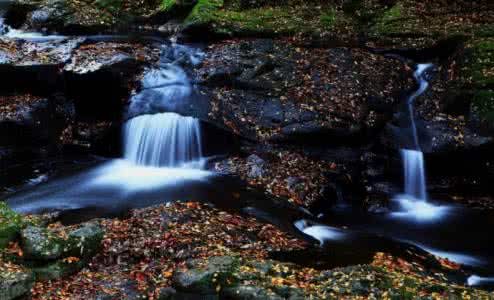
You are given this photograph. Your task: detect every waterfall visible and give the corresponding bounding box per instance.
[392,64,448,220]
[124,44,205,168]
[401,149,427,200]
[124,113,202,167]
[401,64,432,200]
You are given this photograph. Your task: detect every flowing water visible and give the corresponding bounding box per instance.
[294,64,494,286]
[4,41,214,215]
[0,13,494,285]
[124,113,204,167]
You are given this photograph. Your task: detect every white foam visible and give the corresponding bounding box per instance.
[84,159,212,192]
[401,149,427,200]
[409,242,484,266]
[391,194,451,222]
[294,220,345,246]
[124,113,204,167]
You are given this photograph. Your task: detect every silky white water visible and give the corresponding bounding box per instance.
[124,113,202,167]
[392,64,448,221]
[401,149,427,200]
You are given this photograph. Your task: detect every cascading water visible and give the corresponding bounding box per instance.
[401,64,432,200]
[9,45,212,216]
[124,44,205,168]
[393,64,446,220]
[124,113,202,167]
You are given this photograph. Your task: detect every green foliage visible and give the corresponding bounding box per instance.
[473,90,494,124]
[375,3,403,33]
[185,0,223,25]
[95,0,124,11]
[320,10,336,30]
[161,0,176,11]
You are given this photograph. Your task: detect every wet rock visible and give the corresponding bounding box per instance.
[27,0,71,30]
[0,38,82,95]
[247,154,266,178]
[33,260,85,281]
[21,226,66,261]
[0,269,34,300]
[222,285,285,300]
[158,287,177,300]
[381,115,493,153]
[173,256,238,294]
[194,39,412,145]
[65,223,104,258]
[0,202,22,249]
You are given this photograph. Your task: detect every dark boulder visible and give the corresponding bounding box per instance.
┄┄┄┄┄┄
Copy the stretch from the line containing "You are given this photograph. Your task: detect every green" through the end of the data, requests included, and increase every bounding-box coordinate in the answers by 21.

## FINISHED ANSWER:
You are given this photograph. Your task: detect every green foliage visible and give the corresponding bounding box per instance.
[494,111,515,145]
[396,24,424,54]
[206,21,244,46]
[116,21,145,32]
[341,31,357,51]
[182,21,197,32]
You are given this photograph. Your task: detect every wet rock visible and give the corresponding bounding box per instance.
[48,21,92,51]
[21,59,103,116]
[268,175,287,199]
[54,281,106,302]
[42,247,87,282]
[21,290,55,321]
[243,306,306,321]
[179,308,198,321]
[402,136,514,174]
[194,277,259,315]
[215,60,433,166]
[86,244,125,279]
[21,223,43,270]
You are given this photograph. Your task: detect every dark boulder visible and give the corresponding bounding box per instance.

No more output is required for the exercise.